[RECORDS FOR PROCESSING]:
-.-.-

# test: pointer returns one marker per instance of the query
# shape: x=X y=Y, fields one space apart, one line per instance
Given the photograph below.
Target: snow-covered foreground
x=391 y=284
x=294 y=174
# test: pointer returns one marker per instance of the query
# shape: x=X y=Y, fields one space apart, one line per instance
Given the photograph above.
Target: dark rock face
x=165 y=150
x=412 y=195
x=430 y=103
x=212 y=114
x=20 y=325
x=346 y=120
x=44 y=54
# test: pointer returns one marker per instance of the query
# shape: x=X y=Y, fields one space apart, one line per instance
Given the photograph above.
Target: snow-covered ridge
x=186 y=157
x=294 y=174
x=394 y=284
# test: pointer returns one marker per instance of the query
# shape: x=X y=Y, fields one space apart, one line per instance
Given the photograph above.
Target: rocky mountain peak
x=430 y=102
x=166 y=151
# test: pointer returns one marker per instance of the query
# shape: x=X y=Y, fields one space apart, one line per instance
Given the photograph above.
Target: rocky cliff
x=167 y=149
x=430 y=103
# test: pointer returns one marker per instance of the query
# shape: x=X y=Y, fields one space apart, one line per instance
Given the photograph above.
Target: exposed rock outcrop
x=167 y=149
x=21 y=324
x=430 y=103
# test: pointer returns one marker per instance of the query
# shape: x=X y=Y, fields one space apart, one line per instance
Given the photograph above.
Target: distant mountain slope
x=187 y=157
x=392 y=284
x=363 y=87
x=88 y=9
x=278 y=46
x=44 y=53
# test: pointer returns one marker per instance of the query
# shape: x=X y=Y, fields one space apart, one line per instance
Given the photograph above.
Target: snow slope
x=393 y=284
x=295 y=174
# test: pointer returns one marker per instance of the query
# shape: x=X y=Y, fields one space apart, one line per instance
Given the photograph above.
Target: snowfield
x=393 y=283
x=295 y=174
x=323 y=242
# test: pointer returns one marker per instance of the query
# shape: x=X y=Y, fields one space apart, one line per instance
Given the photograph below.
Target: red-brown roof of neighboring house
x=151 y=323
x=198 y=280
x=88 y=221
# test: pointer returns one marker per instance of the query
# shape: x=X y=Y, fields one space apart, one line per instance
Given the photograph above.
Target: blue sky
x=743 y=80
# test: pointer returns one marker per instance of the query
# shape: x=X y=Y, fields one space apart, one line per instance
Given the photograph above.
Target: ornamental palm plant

-.-.-

[WHAT YOU WILL DO]: Extract every line of the items above that contains the string "rocky", and copy each one in full.

[RESPONSE BELOW]:
Target: rocky mountain peak
Target: rocky cliff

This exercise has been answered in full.